(Location annotation dataset excerpts)
>>

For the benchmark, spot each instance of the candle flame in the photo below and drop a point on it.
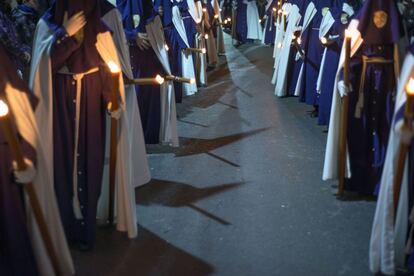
(348, 33)
(410, 87)
(159, 79)
(4, 109)
(114, 67)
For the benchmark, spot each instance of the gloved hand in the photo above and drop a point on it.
(26, 176)
(115, 114)
(343, 90)
(143, 42)
(406, 134)
(74, 24)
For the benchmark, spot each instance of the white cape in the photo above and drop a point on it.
(196, 12)
(309, 15)
(141, 173)
(43, 184)
(168, 129)
(41, 84)
(254, 29)
(282, 65)
(330, 169)
(387, 246)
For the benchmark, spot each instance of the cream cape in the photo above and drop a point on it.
(41, 84)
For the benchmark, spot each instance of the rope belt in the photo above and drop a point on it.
(77, 77)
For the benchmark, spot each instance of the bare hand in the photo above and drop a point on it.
(143, 42)
(75, 23)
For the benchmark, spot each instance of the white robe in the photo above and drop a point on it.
(141, 173)
(330, 169)
(282, 65)
(254, 29)
(309, 15)
(168, 128)
(386, 251)
(44, 188)
(41, 84)
(279, 38)
(186, 58)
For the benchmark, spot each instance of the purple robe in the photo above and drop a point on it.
(145, 64)
(314, 52)
(68, 58)
(176, 45)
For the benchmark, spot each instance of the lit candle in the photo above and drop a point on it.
(113, 105)
(348, 38)
(16, 152)
(179, 79)
(344, 116)
(196, 50)
(403, 146)
(146, 81)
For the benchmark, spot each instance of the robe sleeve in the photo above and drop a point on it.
(15, 47)
(63, 46)
(108, 85)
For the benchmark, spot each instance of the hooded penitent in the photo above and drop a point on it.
(374, 66)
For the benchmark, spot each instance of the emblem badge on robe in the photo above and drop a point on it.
(380, 19)
(136, 19)
(344, 18)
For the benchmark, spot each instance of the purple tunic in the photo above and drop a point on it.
(314, 52)
(145, 64)
(371, 111)
(96, 91)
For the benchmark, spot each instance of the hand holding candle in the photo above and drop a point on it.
(158, 80)
(7, 128)
(404, 145)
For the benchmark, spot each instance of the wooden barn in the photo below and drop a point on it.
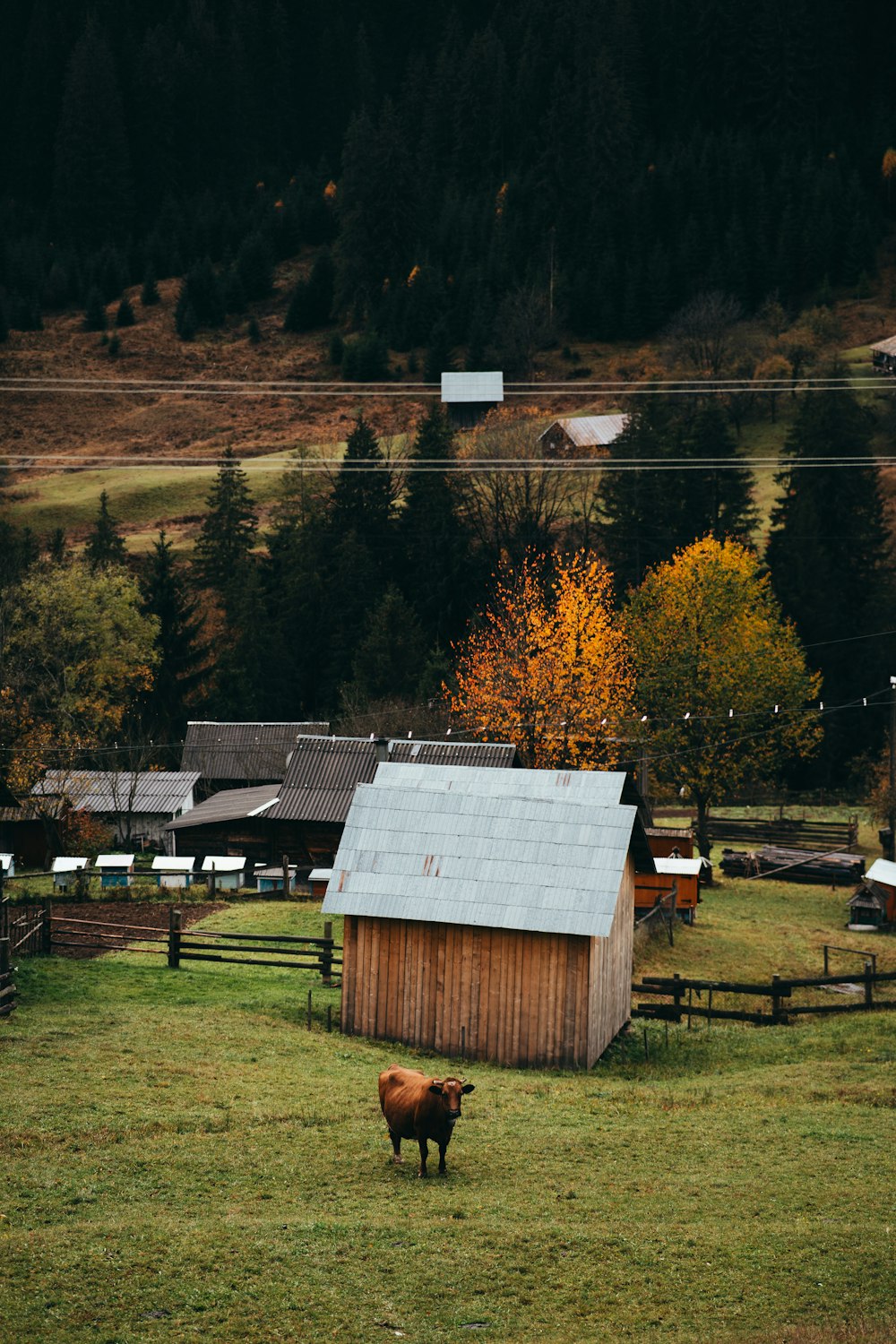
(304, 814)
(582, 435)
(233, 755)
(489, 913)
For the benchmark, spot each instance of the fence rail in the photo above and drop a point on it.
(777, 992)
(29, 930)
(782, 831)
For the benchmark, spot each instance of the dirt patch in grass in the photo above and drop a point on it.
(144, 916)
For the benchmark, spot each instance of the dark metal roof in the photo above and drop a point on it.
(250, 752)
(228, 806)
(161, 792)
(324, 771)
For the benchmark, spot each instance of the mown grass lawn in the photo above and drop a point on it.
(183, 1159)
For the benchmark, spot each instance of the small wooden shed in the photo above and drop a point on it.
(116, 870)
(65, 870)
(174, 870)
(874, 903)
(228, 870)
(489, 913)
(681, 873)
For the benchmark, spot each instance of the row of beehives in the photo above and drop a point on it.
(228, 873)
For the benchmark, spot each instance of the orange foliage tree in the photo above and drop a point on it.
(713, 656)
(548, 667)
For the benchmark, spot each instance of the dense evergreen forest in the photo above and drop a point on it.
(605, 159)
(454, 179)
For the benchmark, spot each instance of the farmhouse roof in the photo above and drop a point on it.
(324, 771)
(517, 849)
(589, 430)
(473, 387)
(252, 752)
(120, 790)
(228, 806)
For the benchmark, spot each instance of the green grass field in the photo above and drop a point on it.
(182, 1159)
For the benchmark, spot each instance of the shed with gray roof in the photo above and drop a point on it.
(489, 913)
(582, 435)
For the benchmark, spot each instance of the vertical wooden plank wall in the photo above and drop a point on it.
(520, 997)
(610, 973)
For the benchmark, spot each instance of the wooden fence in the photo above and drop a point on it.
(780, 992)
(782, 831)
(29, 930)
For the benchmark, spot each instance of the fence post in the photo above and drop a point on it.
(174, 938)
(327, 953)
(46, 929)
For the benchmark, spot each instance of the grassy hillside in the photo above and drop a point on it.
(183, 1159)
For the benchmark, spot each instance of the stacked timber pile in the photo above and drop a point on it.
(785, 831)
(833, 870)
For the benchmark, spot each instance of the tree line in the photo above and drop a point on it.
(359, 599)
(473, 171)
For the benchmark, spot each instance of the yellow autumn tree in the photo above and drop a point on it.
(548, 666)
(713, 658)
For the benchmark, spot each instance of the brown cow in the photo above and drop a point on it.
(421, 1107)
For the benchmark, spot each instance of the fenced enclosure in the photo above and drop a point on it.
(31, 930)
(778, 992)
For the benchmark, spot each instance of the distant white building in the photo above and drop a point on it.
(469, 397)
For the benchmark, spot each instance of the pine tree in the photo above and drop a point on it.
(182, 653)
(435, 546)
(362, 499)
(228, 530)
(105, 545)
(831, 562)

<<

#### [Given instruction]
Repeat exactly the lines above, starting with the line that contains "For the benchmark, spot each instance of the stacked" and ending with the last line, both included, and nothing else.

#### [Exercise result]
For the benchmark, spot each instance of the stacked timber pile in the photo above and drop a point on it.
(785, 831)
(833, 870)
For the benchmark, spot each instance of the tree line in the photo above and drop a point on it.
(359, 599)
(473, 171)
For the benchmark, spot each instance of the yellow autumn tree in the photo above and drop a point on it.
(548, 666)
(713, 658)
For the benchmark, spot each instance of the brown cow in the photo above and drop a point on it.
(421, 1107)
For the benchmark, spot each instance of the fenced enclosure in the photo above and drop a point on it.
(31, 930)
(778, 992)
For the benchmark, spot each instance of the distant white building in the photo above and drop a point on it.
(469, 397)
For the benchmark, spot each instance of the pine tree in the photo above and drop a point on it.
(182, 653)
(435, 546)
(362, 499)
(228, 530)
(105, 545)
(831, 562)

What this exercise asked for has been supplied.